• OBJECTIVE
Extract the lines of the records from the one containing "logo, it would be much appreciated." through the end of the records, and repeat them exactly.

• MATERIAL SHOWN
— START —
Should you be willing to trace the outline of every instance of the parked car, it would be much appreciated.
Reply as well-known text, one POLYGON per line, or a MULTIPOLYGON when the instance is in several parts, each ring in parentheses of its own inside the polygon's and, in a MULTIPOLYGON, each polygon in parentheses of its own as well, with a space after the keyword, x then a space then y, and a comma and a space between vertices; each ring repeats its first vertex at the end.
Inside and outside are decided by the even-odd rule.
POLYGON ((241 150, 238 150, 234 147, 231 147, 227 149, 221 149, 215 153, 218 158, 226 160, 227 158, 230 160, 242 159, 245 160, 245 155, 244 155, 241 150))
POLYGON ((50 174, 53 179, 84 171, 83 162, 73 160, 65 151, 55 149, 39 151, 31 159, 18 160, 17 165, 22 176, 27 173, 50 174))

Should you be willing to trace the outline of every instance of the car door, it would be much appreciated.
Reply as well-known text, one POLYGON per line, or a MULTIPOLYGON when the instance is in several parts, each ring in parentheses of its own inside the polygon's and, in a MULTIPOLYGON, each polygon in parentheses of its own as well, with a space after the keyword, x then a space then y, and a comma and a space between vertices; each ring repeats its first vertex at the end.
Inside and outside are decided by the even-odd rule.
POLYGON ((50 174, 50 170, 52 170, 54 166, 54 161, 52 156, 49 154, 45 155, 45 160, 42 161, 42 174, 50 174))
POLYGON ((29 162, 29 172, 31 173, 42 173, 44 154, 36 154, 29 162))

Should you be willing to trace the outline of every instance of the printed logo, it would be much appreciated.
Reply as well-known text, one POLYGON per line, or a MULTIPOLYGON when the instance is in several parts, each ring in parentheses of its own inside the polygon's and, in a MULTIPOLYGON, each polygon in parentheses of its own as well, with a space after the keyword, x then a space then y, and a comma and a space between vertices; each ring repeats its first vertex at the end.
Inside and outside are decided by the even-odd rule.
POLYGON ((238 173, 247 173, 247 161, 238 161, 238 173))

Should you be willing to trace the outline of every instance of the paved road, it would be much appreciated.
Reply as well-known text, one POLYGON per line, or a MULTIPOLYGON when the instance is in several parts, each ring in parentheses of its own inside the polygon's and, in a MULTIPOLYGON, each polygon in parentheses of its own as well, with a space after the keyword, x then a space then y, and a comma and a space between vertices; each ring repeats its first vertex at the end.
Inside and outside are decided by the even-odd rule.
— END —
• WORKED SOLUTION
Should you be willing to trace the outline of every instance of the printed logo, it would be much appreciated.
Reply as well-known text, one POLYGON per line, or a MULTIPOLYGON when the instance is in several parts, each ring in parentheses of its own inside the polygon's and, in a MULTIPOLYGON, each polygon in parentheses of its own as well, with a space after the keyword, x then a space then y, and a comma and a space between vertices; each ring repeats its first vertex at the end.
Inside and outside are decided by the even-odd rule.
POLYGON ((238 173, 247 173, 247 161, 238 161, 238 173))

Should you be willing to trace the outline of every instance of the paved road, it would be much appreciated.
Reply as well-known text, one POLYGON per line, or a MULTIPOLYGON when the instance is in several parts, each ring in parentheses of its own inside the polygon's and, in a MULTIPOLYGON, each polygon in parentheses of its own as well, with a space after the keyword, x then a space then y, and a comma and a space between vertices; each ring repeats its first vertex at the end.
Inside and outside are decided by the even-odd rule.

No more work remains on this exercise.